> **TASK TO COMPLETE**: Output all of the entries below precisely as written.

Object location annotation data
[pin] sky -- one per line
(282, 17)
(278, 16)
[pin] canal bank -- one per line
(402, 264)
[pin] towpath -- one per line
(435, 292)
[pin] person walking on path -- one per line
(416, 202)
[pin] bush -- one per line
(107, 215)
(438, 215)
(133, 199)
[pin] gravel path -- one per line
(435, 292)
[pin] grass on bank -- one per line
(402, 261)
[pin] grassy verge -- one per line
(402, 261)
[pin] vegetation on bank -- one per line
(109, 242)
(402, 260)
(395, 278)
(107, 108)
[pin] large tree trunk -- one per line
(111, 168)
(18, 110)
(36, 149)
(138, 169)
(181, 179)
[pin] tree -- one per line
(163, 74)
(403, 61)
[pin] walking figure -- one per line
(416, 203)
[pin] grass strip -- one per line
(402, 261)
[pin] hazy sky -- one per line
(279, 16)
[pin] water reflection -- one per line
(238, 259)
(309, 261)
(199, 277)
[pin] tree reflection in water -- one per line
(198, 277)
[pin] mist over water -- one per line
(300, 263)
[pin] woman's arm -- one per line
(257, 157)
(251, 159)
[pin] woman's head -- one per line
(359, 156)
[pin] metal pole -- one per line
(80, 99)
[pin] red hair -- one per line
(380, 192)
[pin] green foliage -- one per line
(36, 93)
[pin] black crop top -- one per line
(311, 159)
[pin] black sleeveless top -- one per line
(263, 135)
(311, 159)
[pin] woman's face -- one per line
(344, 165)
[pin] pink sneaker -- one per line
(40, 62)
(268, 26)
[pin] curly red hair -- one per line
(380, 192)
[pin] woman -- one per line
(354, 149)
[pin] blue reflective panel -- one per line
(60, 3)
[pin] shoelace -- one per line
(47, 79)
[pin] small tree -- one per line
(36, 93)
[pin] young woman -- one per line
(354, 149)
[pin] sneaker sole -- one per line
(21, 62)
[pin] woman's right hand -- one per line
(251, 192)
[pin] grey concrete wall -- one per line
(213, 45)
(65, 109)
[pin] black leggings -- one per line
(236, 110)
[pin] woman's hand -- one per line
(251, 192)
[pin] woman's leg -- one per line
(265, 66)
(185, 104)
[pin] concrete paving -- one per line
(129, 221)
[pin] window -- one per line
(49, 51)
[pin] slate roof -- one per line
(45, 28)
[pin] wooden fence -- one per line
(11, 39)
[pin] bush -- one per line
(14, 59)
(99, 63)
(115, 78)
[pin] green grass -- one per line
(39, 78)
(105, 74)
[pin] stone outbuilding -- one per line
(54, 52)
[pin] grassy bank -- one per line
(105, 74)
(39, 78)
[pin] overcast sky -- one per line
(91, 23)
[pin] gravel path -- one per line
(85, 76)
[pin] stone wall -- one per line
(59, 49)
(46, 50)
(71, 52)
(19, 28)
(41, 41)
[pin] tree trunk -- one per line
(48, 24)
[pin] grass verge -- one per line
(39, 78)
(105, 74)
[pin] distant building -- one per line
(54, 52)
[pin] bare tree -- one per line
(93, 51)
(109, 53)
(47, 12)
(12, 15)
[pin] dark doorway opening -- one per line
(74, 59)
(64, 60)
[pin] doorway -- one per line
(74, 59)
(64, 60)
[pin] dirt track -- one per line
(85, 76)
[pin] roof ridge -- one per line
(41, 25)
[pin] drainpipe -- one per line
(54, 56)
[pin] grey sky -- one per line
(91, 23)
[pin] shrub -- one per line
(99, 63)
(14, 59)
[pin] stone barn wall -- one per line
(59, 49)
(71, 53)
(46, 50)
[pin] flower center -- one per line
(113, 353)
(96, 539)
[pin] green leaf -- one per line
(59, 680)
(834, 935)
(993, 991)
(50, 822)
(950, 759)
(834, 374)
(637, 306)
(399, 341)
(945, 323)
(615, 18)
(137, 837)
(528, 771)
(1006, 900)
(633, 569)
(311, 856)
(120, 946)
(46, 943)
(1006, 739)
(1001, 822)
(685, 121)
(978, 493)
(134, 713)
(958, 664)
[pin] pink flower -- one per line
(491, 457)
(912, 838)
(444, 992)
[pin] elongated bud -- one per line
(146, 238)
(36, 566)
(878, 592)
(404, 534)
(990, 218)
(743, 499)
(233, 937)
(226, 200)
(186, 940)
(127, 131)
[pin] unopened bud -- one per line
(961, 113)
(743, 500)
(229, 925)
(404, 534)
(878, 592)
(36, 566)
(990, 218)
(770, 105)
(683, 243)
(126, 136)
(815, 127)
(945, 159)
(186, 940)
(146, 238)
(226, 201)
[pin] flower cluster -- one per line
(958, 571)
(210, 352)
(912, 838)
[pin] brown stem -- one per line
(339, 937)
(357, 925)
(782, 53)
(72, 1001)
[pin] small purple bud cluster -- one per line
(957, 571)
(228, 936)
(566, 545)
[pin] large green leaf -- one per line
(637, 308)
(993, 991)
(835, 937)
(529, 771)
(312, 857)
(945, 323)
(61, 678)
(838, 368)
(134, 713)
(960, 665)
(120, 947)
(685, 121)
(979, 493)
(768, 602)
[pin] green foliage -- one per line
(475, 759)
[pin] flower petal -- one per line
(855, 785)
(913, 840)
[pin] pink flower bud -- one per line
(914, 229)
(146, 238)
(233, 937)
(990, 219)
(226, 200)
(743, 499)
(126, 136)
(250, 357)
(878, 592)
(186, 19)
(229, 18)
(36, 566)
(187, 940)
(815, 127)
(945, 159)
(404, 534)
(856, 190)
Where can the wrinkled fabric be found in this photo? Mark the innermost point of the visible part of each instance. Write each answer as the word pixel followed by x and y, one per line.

> **RESPONSE TO THIS TASK**:
[pin] sky -- one per line
(282, 17)
(278, 16)
[pin] canal bank -- one per line
(402, 264)
[pin] towpath -- one per line
(435, 292)
[pin] person walking on path -- one per line
(416, 202)
[pin] bush -- one per line
(107, 215)
(438, 215)
(133, 199)
[pin] gravel path -- one per line
(435, 292)
[pin] grass on bank -- one per line
(402, 261)
[pin] grassy verge -- one per line
(402, 261)
[pin] vegetation on bank -- one per line
(109, 242)
(402, 260)
(395, 278)
(107, 108)
[pin] large tree trunk -- one per line
(111, 168)
(18, 110)
(36, 149)
(138, 169)
(181, 179)
[pin] tree -- one per line
(163, 74)
(403, 61)
[pin] walking figure -- one per line
(416, 203)
[pin] grass strip -- one per line
(402, 261)
[pin] hazy sky -- one per line
(279, 16)
[pin] water reflection -- one per line
(238, 259)
(309, 261)
(199, 277)
[pin] tree reflection in water -- one per line
(198, 277)
[pin] mist over water -- one per line
(300, 263)
[pin] woman's arm -- one per line
(257, 157)
(251, 159)
[pin] woman's head -- one per line
(359, 156)
[pin] metal pole -- one per line
(80, 99)
[pin] red hair -- one per line
(380, 192)
[pin] green foliage -- one per line
(36, 93)
[pin] black crop top -- one per line
(311, 159)
[pin] black sleeveless top -- one per line
(263, 135)
(311, 159)
[pin] woman's face -- one per line
(344, 165)
[pin] pink sneaker -- one per line
(40, 62)
(268, 26)
[pin] curly red hair -- one per line
(380, 192)
[pin] woman -- one per line
(354, 149)
[pin] blue reflective panel -- one per line
(60, 3)
[pin] shoelace -- one per line
(47, 79)
[pin] small tree -- one per line
(36, 93)
[pin] young woman -- one per line
(354, 149)
[pin] sneaker sole -- one per line
(21, 62)
[pin] woman's right hand -- one per line
(251, 192)
[pin] grey concrete wall -- one per line
(213, 45)
(65, 109)
[pin] black leggings -- one per line
(236, 110)
[pin] woman's hand -- one per line
(251, 192)
[pin] woman's leg -- one per line
(265, 66)
(185, 104)
[pin] concrete paving -- one per line
(129, 221)
[pin] window -- one per line
(49, 51)
[pin] slate roof -- one per line
(45, 28)
[pin] wooden fence -- one per line
(11, 39)
[pin] bush -- one per line
(14, 59)
(99, 63)
(115, 78)
[pin] green grass -- one per line
(39, 78)
(105, 74)
[pin] stone outbuilding -- one per line
(54, 52)
[pin] grassy bank -- one per line
(105, 74)
(39, 78)
[pin] overcast sky -- one per line
(91, 23)
[pin] gravel path -- one per line
(85, 76)
[pin] stone wall -- one per line
(59, 49)
(46, 50)
(71, 52)
(19, 28)
(41, 41)
[pin] tree trunk -- one per line
(48, 24)
[pin] grass verge -- one per line
(39, 78)
(105, 74)
[pin] distant building -- one per line
(54, 52)
[pin] bare tree -- one per line
(93, 51)
(109, 53)
(47, 12)
(12, 15)
[pin] dark doorway opening -- one per line
(74, 59)
(64, 60)
[pin] doorway -- one per line
(74, 59)
(64, 60)
[pin] dirt track -- one per line
(85, 76)
[pin] roof ridge -- one per line
(41, 25)
[pin] drainpipe -- one per line
(54, 56)
[pin] grey sky -- one per line
(91, 23)
[pin] shrub -- one per line
(99, 63)
(14, 59)
[pin] stone barn wall -- one per line
(59, 49)
(71, 53)
(46, 50)
[pin] flower center -- one per line
(113, 353)
(96, 539)
[pin] green leaf -- one per line
(59, 680)
(834, 935)
(993, 991)
(50, 822)
(950, 759)
(834, 374)
(637, 306)
(399, 341)
(945, 323)
(615, 18)
(137, 837)
(528, 771)
(1006, 900)
(633, 569)
(311, 856)
(120, 946)
(46, 943)
(1006, 739)
(1001, 822)
(685, 121)
(978, 493)
(134, 713)
(958, 664)
[pin] pink flower -- one per line
(491, 457)
(912, 838)
(444, 992)
[pin] elongated bud -- one per line
(146, 238)
(36, 566)
(878, 592)
(404, 534)
(990, 218)
(743, 499)
(233, 937)
(226, 200)
(186, 940)
(127, 131)
[pin] unopened bud -- one per line
(961, 113)
(743, 500)
(229, 925)
(404, 534)
(878, 592)
(36, 566)
(990, 218)
(770, 105)
(683, 243)
(126, 136)
(815, 127)
(945, 159)
(186, 940)
(146, 238)
(226, 201)
[pin] flower cluster -- one per line
(958, 571)
(210, 352)
(912, 838)
[pin] brown stem -- one per line
(339, 937)
(357, 925)
(782, 53)
(72, 1001)
[pin] small purple bud cluster -- one per line
(957, 571)
(228, 936)
(566, 545)
[pin] large green leaf -- one per line
(637, 308)
(993, 991)
(835, 937)
(529, 771)
(312, 857)
(945, 323)
(61, 678)
(838, 368)
(134, 713)
(960, 665)
(120, 947)
(685, 121)
(979, 493)
(768, 602)
[pin] green foliage -- one per line
(475, 759)
[pin] flower petal -- one per line
(855, 785)
(913, 840)
[pin] pink flower bud -- one per line
(914, 229)
(146, 238)
(233, 937)
(990, 219)
(226, 200)
(743, 499)
(126, 136)
(250, 357)
(878, 592)
(186, 19)
(229, 18)
(36, 566)
(187, 940)
(815, 127)
(945, 159)
(404, 534)
(856, 190)
Where can the wrinkled fabric be found in this photo? Mark the innermost point of the visible part of each instance. Write each answer as the word pixel followed by x and y, one per line.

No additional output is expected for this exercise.